>>>

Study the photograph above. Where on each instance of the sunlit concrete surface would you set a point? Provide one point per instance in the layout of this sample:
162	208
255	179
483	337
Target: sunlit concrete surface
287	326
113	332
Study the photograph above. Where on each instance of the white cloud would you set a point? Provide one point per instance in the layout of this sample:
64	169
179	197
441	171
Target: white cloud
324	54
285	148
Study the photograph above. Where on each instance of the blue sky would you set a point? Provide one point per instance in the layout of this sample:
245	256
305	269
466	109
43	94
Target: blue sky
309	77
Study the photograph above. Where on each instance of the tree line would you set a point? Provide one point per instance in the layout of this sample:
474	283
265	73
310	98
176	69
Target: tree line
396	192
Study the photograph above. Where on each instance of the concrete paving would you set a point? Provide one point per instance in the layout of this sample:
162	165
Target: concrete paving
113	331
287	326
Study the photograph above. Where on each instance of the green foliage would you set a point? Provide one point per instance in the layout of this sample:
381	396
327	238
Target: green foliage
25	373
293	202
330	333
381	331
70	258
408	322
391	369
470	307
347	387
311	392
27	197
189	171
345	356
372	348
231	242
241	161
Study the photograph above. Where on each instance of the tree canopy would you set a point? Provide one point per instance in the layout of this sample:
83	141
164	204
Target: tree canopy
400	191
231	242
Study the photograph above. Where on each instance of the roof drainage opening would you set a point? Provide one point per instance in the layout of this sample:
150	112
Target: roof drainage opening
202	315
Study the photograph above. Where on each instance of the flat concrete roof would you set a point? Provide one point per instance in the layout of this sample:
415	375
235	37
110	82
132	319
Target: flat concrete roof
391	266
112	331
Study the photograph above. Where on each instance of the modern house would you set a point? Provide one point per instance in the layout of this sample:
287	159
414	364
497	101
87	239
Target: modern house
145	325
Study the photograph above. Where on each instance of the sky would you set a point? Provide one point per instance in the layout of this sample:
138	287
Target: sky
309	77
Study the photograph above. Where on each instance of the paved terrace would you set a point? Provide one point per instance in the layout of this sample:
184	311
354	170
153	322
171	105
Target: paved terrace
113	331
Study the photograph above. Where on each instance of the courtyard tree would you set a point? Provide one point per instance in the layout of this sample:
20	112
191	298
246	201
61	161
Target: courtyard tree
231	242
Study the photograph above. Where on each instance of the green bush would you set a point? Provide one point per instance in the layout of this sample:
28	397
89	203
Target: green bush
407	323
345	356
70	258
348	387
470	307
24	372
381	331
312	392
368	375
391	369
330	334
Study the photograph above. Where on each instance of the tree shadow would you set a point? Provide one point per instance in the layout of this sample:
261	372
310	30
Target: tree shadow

<<<

Exercise objective: Write out the records again so that each line matches the original exactly.

The completed task:
Study the photograph above. Where on each instance of the sunlit concrete surface would you set a point? Provide one point per instance in the layout of this sample:
162	208
255	179
483	337
Target: sunlit concrete surface
287	326
113	332
Study the photograph above. Where on each instance of the white cloud would you set a point? Provide one point per instance in the layout of this sample:
64	169
179	197
441	171
Target: white cloud
324	54
285	148
Study the photograph above. Where on each instance of the blue sky would you set a point? Provide one point per instance in the layout of this sample:
245	256
305	269
466	109
43	94
Target: blue sky
309	77
Study the photograph above. Where on each instance of the tree line would you set a point? Provide one point per instance in the layout of this sample:
474	283
265	73
310	98
176	69
Target: tree line
396	192
Study the photograph above. Where on each instance of the concrete paving would you set a point? Provide one point per instance in the layout of this sample:
162	165
Target: concrete paving
113	331
287	326
Study the photograph above. Where on each instance of the green foliage would you set a point? Provide one point per instance in the layout of this sample:
381	396
327	238
Target: green foliage
25	373
293	202
330	333
381	331
70	258
408	322
391	369
470	307
347	387
311	392
27	197
189	171
345	356
372	348
231	242
241	161
Study the photograph above. Where on each instance of the tree canopy would you set a point? Provide one point per instance in the layout of this sample:
83	141
164	204
Target: tree canopy
400	191
231	242
Study the photograph above. Where on each instance of the roof drainage opening would you set a point? Provide one point per instance in the layout of this sample:
150	112
Target: roof drainage opening
202	315
Study the photograph above. Where on each instance of the flat concrete roof would you set a point? Provide one point per instance in the layout of this sample:
415	375
235	37
110	82
132	319
Target: flat concrete roof
391	266
112	331
Study the photograph above. Where on each instance of the modern house would you set a point? Provide one point per instance in the layout of this sample:
287	159
414	364
497	101
87	239
Target: modern house
145	325
Study the photograph above. Where on each instance of the sky would you set a point? Provide one point per instance in the layout of this sample:
138	287
Target: sky
309	77
Study the photograph above. Where on each instance of the paved terrace would you set a point? Provide one point per instance in the layout of this sample:
184	311
354	170
153	322
171	105
Target: paved terrace
113	331
Study the photograph above. Where on each instance of the courtyard tree would you set a point? Provide one point per instance in the layout of this sample:
20	112
191	298
246	201
61	161
Target: courtyard tree
231	242
Study the photograph above. Where on each instance of the green bush would you set a point? Provide one point per instance in the layout of this sample:
28	397
89	203
Target: green bush
407	323
345	356
70	258
348	387
470	307
24	372
381	331
312	392
368	375
391	369
330	334
Study the photograph above. Where on each instance of the tree shadow would you set a point? Provide one point per instance in the layout of this sample:
261	372
310	30
Target: tree shadow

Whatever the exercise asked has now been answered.